▶ _Excerpted passage_
===

White House defends change as more efficient
Posted at 6:57 PM, Jul 16, 2020
and last updated 2020-07-16 22:26:11-04

SAN DIEGO (KGTV) — The White House insisted Thursday that the CDC and the public will continue to have access to hospital data related to the COVID-19 pandemic, trying to quell concerns after the Trump administration directed a private technology firm to collect hospital data instead of the nation’s premier public health agency.

Since March, the CDC has been collecting data from hospitals on bed space, COVID tests and other key metrics, like the availability of personal protective equipment, ventilators, and certain drugs.

White House Press Secretary Kayleigh McEnany said Thursday the CDC-run system, the National Healthcare Safety Network, was only capturing 81 percent of the nation’s hospitals.

She said the new system, run by TeleTracking Technologies, will provide a more complete picture with faster reporting to the White House Coronavirus Task Force. Hospitals began sending data to the new database on Wednesday.

“The intent of this is we need to make sure there is daily data given to Dr. [Deborah] Birx and others running point on Remdesivir and identifying hotspots,” McEnany said.

The change comes at a time when President Trump has sparred with the CDC over school reopening guidelines, but CDC Director Dr. Robert Redfield said he supported the move.

However, critics see the move as the latest effort by the president to politicize science. Four former CDC directors wrote an op-ed in the Washington Post this week raising concerns about the president's efforts to "undermine" the Centers for Disease Control and Prevention.

“I see this as a big red flag. CDC has been sidelined throughout the response,” said Dr. Richard Besser, the former acting director under President Barack Obama.

Dr. Besser told ABC News the hospital data should be kept with the nation’s premier health scientists, although he acknowledged the CDC database had limitations.

“The data systems have to be improved. They've been underfunded, but why set up a system that bypasses the nation's public health agency? It doesn't make sense and it concerns me about the influence of politics on what should be good public health science,” he said.

McEnany said the CDC would still have access to the data along with the public, although the last update posted to the CDC website is from July 14.

Hospitals report data to the federal government in different ways. In some cases, hospitals manually input information to the federal database. In other cases, hospitals report data to the state or another intermediary, which passes the information along.

Scripps Health said it reports COVID-related information through an intermediary, the California Health Association, so the federal database change hasn’t affected its hospitals.

Sharp Healthcare and Palomar Health said the transition to the new system has been smooth on their end.

“We haven’t had any problems uploading our data,” said Palomar Health spokesman Derryl Acosta.

===

▶ _Work instructions_
a: In the article on hospital data, why hasn't the federal database change affected Scripps Health hospitals?
b: Reproduce the article on hospital data word for word, starting at "However, critics see" and ending at "Control and Prevention.".
c: Do these statements agree with the article on hospital data? Answer yes or no for each, and quote the words that decide it. (i) Hospitals started sending data to the new database on Wednesday. (ii) CDC Director Dr. Robert Redfield opposed the move. (iii) According to McEnany, the CDC-run system was capturing only 81 percent of the nation's hospitals.

===

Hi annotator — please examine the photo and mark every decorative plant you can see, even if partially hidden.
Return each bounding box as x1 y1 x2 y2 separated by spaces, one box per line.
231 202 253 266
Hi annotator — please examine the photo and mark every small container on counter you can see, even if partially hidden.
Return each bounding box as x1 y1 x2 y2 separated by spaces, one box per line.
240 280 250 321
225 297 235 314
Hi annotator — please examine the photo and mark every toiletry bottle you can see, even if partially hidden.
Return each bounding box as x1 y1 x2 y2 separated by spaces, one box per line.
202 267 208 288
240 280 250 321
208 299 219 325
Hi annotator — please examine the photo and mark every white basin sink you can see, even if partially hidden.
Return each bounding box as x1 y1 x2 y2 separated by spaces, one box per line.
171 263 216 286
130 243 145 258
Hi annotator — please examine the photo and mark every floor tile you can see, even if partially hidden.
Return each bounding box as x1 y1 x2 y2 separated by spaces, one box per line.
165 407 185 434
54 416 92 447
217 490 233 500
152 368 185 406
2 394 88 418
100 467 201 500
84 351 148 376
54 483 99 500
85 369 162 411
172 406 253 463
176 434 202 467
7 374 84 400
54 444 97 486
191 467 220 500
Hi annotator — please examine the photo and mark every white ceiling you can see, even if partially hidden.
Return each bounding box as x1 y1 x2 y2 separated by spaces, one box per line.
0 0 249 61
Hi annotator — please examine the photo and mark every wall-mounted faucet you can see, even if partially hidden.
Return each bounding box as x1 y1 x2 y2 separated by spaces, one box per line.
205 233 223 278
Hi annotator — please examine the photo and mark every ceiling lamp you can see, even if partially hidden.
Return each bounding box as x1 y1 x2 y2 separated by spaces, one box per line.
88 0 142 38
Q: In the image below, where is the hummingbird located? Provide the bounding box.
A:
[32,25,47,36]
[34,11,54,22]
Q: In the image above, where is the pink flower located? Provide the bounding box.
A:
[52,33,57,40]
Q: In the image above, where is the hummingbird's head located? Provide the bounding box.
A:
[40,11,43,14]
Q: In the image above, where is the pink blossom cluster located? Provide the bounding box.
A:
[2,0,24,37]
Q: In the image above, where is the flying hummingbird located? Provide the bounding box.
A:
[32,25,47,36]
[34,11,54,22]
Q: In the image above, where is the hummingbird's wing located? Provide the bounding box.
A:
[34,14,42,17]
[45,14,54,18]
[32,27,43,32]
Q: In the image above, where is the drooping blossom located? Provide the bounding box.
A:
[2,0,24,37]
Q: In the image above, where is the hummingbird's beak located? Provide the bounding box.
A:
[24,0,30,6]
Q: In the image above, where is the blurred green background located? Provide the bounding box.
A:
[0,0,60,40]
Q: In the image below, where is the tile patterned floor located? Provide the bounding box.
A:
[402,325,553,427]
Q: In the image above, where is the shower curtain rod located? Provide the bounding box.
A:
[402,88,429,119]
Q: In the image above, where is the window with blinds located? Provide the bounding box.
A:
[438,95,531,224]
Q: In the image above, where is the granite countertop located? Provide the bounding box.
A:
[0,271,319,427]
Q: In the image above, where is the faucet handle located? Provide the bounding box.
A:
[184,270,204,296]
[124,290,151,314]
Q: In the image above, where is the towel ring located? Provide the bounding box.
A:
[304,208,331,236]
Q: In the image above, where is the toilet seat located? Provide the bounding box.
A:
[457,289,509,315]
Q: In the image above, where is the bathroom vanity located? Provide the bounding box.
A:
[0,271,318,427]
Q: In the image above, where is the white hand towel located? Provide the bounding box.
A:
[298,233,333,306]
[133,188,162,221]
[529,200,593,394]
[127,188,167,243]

===

▶ _Answers below_
a: Scripps Health reports its COVID-related information through an intermediary, the California Health Association. It does not report directly to the federal database, so the change hasn't affected its hospitals.

b:
However, critics see the move as the latest effort by the president to politicize science. Four former CDC directors wrote an op-ed in the Washington Post this week raising concerns about the president's efforts to "undermine" the Centers for Disease Control and Prevention.

c:
(i) Yes: "Hospitals began sending data to the new database on Wednesday."
(ii) No: "CDC Director Dr. Robert Redfield said he supported the move."
(iii) Yes: "the National Healthcare Safety Network, was only capturing 81 percent of the nation’s hospitals."